__SUPPLIED TEXT__:
Barasch gives a genuinely passionate and impressive turn as Orpheus (“Wait for Me” was impeccable!), and also picks guitar a few times. Along with Green and her gorgeous voice,particularly “Come Home with Me” and her delicious twang in “The Wedding Song,” they do their parts in propelling the plot lines and the magical, meta-physical environment and primo staging.
But their destiny and fate is overshadowed by the Hades and Persephone characters, who are silently lurking on the iron balcony above long before we learn their true identities some two-thirds into the first act with “Hey, Little Songbird” as he tempts Eurydice with the guilty pleasures of Hadestown.
Morrow carries Hades with presence, bravura and gravitas and can swap menacing for charming on a whim. His exhilarating performance in “Why We Build the Wall” (while probably not as memorable as hummable ballads like “Wait for Me” or “Any Way the Wind Blows” or the triumphant show-stopper gospel/Andrew Sisters-style “Way Down Hadestown,” is one of the more resonating compositions with an “obvious” reference to Trump’s wall along the border with Mexico. However, this song was written some 10 years before Trump’s fiasco of a campaign promise.

__INFORMATION__:
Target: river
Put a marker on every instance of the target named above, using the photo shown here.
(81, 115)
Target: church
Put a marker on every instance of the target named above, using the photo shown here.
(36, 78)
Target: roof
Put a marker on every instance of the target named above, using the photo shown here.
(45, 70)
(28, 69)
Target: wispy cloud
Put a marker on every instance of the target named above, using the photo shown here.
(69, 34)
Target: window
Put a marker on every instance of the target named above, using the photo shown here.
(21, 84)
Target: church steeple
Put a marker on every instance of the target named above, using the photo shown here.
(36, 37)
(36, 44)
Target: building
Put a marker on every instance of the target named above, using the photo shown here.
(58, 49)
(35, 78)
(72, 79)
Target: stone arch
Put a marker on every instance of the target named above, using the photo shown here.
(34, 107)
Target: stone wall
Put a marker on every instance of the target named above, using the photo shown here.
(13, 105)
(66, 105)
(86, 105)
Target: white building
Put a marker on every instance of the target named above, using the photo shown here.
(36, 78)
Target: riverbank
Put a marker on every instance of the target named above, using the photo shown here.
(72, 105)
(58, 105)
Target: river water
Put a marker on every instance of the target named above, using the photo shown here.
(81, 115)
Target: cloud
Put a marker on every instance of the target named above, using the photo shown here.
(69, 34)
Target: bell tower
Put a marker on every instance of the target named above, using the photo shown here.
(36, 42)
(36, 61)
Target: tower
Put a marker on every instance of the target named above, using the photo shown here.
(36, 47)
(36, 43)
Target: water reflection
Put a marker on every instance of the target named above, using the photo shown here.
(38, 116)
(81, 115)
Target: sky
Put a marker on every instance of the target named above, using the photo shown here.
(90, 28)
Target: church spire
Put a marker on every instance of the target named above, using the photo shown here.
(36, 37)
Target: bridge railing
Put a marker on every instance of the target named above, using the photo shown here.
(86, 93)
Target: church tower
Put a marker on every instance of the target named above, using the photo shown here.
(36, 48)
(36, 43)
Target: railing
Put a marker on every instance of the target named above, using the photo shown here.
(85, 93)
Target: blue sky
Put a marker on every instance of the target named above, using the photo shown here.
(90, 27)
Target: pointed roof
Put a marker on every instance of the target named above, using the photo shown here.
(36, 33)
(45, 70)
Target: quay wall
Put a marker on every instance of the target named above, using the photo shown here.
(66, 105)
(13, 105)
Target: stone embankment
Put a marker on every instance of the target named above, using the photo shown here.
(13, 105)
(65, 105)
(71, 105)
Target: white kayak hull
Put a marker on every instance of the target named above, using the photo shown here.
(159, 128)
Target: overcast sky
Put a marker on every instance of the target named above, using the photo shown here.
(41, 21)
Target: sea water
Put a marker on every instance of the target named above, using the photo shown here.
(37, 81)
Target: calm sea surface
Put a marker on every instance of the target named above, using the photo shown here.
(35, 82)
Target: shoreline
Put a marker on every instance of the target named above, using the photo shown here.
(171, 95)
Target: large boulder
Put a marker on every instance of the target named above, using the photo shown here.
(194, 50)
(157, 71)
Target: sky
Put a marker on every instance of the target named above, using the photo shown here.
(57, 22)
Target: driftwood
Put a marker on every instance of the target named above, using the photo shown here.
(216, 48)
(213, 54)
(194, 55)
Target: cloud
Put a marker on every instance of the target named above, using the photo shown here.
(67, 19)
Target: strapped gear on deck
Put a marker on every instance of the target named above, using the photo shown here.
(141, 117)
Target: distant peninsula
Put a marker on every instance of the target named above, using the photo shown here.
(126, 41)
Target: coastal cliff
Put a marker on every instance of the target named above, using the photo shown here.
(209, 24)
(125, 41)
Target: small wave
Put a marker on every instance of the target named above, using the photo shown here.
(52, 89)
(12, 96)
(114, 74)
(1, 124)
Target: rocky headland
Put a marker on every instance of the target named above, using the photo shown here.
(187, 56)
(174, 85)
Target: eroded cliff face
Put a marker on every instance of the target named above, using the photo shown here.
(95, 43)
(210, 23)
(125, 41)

__THE PROBLEM__: Copy out the passage of the Hadestown review starting with "But their destiny" and going on through "pleasures of Hadestown.".

__TASK OUTPUT__:
But their destiny and fate is overshadowed by the Hades and Persephone characters, who are silently lurking on the iron balcony above long before we learn their true identities some two-thirds into the first act with “Hey, Little Songbird” as he tempts Eurydice with the guilty pleasures of Hadestown.